## Start

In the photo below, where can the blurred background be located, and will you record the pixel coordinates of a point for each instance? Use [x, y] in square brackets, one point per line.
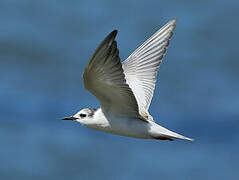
[44, 48]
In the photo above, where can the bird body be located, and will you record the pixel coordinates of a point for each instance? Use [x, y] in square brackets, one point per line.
[125, 90]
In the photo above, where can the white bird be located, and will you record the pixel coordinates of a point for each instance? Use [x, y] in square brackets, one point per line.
[125, 89]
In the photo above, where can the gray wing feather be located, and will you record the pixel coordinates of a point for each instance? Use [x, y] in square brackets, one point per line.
[104, 77]
[142, 65]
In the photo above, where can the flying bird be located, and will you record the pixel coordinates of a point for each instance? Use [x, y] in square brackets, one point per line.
[125, 90]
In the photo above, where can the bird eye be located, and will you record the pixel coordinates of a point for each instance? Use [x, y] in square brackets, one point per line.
[82, 115]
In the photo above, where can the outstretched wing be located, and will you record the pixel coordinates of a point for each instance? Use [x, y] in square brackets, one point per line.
[104, 77]
[141, 66]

## End

Reproduce every one of the entries above word for word, leaving out the pictures.

● PROBLEM SOLUTION:
In the photo below, where can the blurred background be located, and will you record the pixel coordinates of a point for each instance? Use [x, y] in square brackets, one point per line.
[44, 48]
In the photo above, where can the bird body be located, and will you record the pixel coordinates of a point for each instance? Use [x, y] in square brackets, one point per line.
[125, 90]
In the photo above, where can the white bird be located, and will you record the pixel coordinates of a point for each instance? Use [x, y] in square brackets, one point per line.
[125, 89]
In the photo above, where can the gray wing feather be located, and will you record the pixel coordinates of a point for each instance? Use [x, y] in square brackets, one point per line.
[104, 77]
[142, 65]
In the photo above, where can the flying bird be located, and will you record the pixel coordinates of a point for each instance? Use [x, y] in square brackets, one point per line.
[125, 90]
In the photo above, where can the bird eye be located, and will you record the pixel coordinates of a point for each instance? Use [x, y] in square brackets, one point per line.
[82, 115]
In the photo above, where can the outstretched wing be located, and will you record the pixel coordinates of a point for each instance? Use [x, y] in square brackets, one point per line.
[104, 77]
[141, 66]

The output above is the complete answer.